§ STATED GOAL: Count the lines in the listing below that contain the string "basket", where case counts, and reply with the number alone.

··· DATASET RECORDS

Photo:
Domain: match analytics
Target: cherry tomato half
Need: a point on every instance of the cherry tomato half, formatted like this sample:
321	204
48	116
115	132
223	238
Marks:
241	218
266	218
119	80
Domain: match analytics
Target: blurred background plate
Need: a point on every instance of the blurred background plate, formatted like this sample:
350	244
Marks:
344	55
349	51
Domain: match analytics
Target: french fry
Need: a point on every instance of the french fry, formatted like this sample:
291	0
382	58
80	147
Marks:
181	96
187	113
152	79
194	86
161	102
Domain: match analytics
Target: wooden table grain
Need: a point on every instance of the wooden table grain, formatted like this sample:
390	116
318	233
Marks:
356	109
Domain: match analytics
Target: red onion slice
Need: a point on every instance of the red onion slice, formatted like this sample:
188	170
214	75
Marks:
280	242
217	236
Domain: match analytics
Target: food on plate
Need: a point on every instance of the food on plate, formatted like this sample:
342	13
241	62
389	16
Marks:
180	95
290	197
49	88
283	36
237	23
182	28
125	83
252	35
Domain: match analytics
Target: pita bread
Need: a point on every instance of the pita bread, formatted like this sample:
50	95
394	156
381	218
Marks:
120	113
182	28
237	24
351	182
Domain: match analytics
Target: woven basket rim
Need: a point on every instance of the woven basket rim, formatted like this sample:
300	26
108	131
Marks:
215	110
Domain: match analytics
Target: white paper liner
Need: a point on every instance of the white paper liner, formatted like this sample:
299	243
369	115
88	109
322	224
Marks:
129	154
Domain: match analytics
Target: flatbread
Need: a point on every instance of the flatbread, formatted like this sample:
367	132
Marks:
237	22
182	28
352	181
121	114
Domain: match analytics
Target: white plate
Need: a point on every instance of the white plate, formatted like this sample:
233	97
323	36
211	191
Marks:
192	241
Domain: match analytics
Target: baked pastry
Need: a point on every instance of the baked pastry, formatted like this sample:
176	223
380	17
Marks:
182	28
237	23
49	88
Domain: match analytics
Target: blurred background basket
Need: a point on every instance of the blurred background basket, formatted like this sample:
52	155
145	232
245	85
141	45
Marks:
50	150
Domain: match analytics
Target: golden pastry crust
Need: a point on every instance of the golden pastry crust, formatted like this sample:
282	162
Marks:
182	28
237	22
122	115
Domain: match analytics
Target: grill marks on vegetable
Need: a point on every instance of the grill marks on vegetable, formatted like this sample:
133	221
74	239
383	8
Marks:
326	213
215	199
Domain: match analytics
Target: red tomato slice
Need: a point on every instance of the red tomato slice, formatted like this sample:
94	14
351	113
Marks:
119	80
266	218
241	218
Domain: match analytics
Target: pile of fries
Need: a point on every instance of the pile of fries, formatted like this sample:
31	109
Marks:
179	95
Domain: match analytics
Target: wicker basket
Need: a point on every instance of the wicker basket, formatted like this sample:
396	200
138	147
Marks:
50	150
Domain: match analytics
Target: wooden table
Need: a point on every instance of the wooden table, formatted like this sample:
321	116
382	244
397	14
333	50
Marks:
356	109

······

§ EXERCISE OUTPUT: 6